Elizabeth Haynes: Never Alone Wednesday, Jul 25 2018 

Elizabeth Haynes has a gift for psychological suspense that holds the reader in its plausible grip and never lets go until the last page.

In Never Alone, alternating points of view tell the story of Sarah Carpenter, a widow getting used to her empty nest; Aiden Beck, her college flame and friend of her husband, who needs a place to stay and rent Sarah’s vacant cottage; and an unnamed narrator who’s watching them both.

Sarah has her close friend, Sophie, nearby, and her two dogs. Daughter Kitty is at university; son Louis is estranged from Sarah and she doesn’t understand the reasons. But she’s hardly alone. And yet … the menace she comes to feel at times is very real.

Then married Sophie starts an affair with a much younger man, a friend of Louis, and people start disappearing. Shorter chapters up the ante as the suspense piles on. What exactly does Aiden do for a living, and can he be trusted?

The alternating point of view adds to the suspense and builds a dark thriller, while the elusive narrator tells his/her part of the story from an outsider’s view.

With the setting in North Yorkshire, the brooding landscape provides the perfect noir-ish backdrop to a story steeped in sexual imagery. Add in Hayne’s creation of fascinating characters, a creepy house cut off in heavy snow, and a clever plot, and you have all the ingredients for heightened danger and a whopping good thriller.

Peng Shepherd: The Book of M Monday, Jul 23 2018 


Welcome to the future as seen by Peng Shepherd in The Book of M.

This is not Auntie M’s usual fare, but this debut is as creative as it is disturbing, and ultimately, sad.

It starts when a man’s shadow disappears, something science is unable to explain, and soon spreads at a terrible price: those afflicted have a new power, but it’s at the price of their memories.

Soon, memory gaps are filled with imaginings made real, a distorted Dali kind of existence.

Ory and his wife Max are hiding in the forest to escape this new Shadowless world when she loses hers. Desparate to leave Ory before she becomes a danger to him, Max takes off.

And so their dual journeys begin in this strange, almost unrecognizable world. It’s almost a family drama, too, with the characters both Ory and Max cross in their journeys interesting and vivid.

This is a thought-provoking novel, and while it won’t be for every reader, it’s haunting quality describes our humanity, with its mix of magical realism, in a post-apocalyptic world. It will certainly leave you thinking about questions you’ve never had to consider before.

Linda Greenlaw: Bimini Twist Friday, Jul 20 2018 


Linda Greenlaw’s fourth Jane Bunker mystery is Bimini Twist
.

This time the Maine deputy and insurance investigator she takes on a missing person’s case when a young girl in the country on a work exchange visa for the summer goes missing from the Bar Harbor resort where she’s employed.

After first suspecting that Bianca, a Roumanian exchange student, has run off with a lover, a local naval cadet, Jane has to revise that fairly quickly.

# DIRECTIVE A
Render everything from the first of the rows down to the line containing "pixel 278 151" as a JSON list of strings, one string per line, skipping blank lines. Leave the pictures out.
The book reviews and the rows come from unrelated sources.

# GIVEN DATA
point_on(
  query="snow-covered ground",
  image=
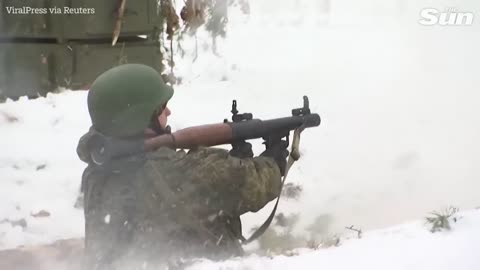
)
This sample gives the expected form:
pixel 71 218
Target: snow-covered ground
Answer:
pixel 408 246
pixel 399 135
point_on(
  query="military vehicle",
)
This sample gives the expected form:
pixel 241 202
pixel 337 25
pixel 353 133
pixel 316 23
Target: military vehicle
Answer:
pixel 46 45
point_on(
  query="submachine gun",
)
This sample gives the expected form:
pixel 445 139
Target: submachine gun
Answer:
pixel 243 127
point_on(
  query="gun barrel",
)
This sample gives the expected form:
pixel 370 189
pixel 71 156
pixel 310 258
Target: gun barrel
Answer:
pixel 256 128
pixel 226 133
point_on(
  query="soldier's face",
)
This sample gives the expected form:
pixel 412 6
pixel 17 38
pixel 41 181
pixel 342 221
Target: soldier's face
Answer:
pixel 163 117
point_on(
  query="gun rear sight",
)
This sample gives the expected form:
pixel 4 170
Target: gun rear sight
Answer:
pixel 238 117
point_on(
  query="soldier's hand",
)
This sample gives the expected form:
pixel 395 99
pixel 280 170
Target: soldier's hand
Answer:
pixel 241 150
pixel 278 151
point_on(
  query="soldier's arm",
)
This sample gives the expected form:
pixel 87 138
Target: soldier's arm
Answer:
pixel 253 182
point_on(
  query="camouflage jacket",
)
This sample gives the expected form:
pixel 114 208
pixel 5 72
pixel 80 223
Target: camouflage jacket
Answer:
pixel 167 204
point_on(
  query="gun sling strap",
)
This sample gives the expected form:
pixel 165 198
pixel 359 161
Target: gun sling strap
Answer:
pixel 294 156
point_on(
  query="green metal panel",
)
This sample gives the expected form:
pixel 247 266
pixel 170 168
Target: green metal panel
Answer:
pixel 91 60
pixel 75 19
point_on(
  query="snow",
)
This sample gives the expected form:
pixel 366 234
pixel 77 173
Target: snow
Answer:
pixel 407 246
pixel 398 139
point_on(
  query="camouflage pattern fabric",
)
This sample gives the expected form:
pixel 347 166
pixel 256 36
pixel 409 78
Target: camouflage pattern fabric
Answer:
pixel 159 207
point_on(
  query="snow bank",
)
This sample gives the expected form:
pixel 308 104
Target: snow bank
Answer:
pixel 410 246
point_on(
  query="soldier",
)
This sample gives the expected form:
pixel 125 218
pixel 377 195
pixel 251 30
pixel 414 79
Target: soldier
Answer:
pixel 162 206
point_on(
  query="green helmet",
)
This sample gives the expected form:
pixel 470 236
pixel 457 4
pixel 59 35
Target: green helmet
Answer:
pixel 122 100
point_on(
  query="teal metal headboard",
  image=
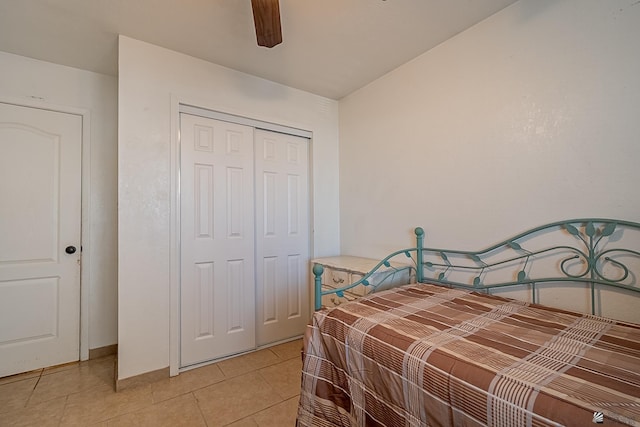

# DIRECTIVE B
Set down the book reviews verbatim, everything from "Peng Shepherd: The" down to "and ultimately, sad.".

# ANSWER A
[
  "point_on(",
  "  query=\"snow-covered ground\",",
  "  image=",
  ")",
  "This sample gives the expected form:",
  "pixel 71 218",
  "Target: snow-covered ground",
  "Answer:",
  "pixel 408 246",
  "pixel 399 135",
  "point_on(",
  "  query=\"military vehicle\",",
  ")",
  "This sample gives the expected form:",
  "pixel 241 202",
  "pixel 337 25",
  "pixel 353 133",
  "pixel 316 23",
  "Target: military vehicle",
  "Answer:",
  "pixel 46 45",
  "point_on(",
  "  query=\"submachine gun\",",
  ")",
  "This sample gives the expected form:",
  "pixel 445 139",
  "Target: submachine gun",
  "Answer:",
  "pixel 243 127",
  "point_on(",
  "  query=\"gun barrel\",",
  ")",
  "This sample gives the expected form:",
  "pixel 370 189",
  "pixel 71 156",
  "pixel 310 258",
  "Target: gun barrel",
  "Answer:",
  "pixel 256 128",
  "pixel 226 133",
  "point_on(",
  "  query=\"soldier's face\",",
  ")",
  "This sample gives the expected form:",
  "pixel 412 6",
  "pixel 17 38",
  "pixel 41 181",
  "pixel 342 221",
  "Target: soldier's face",
  "Answer:",
  "pixel 163 117",
  "point_on(",
  "  query=\"gun rear sight\",",
  ")",
  "This sample gives the expected form:",
  "pixel 4 170",
  "Target: gun rear sight",
  "Answer:",
  "pixel 238 117",
  "point_on(",
  "  query=\"soldier's hand\",",
  ")",
  "This sample gives the expected form:",
  "pixel 395 99",
  "pixel 280 170",
  "Target: soldier's hand",
  "Answer:",
  "pixel 241 150",
  "pixel 278 151"
]

# ANSWER B
Peng Shepherd: The Book of M Monday, Jul 23 2018 


Welcome to the future as seen by Peng Shepherd in The Book of M.

This is not Auntie M’s usual fare, but this debut is as creative as it is disturbing, and ultimately, sad.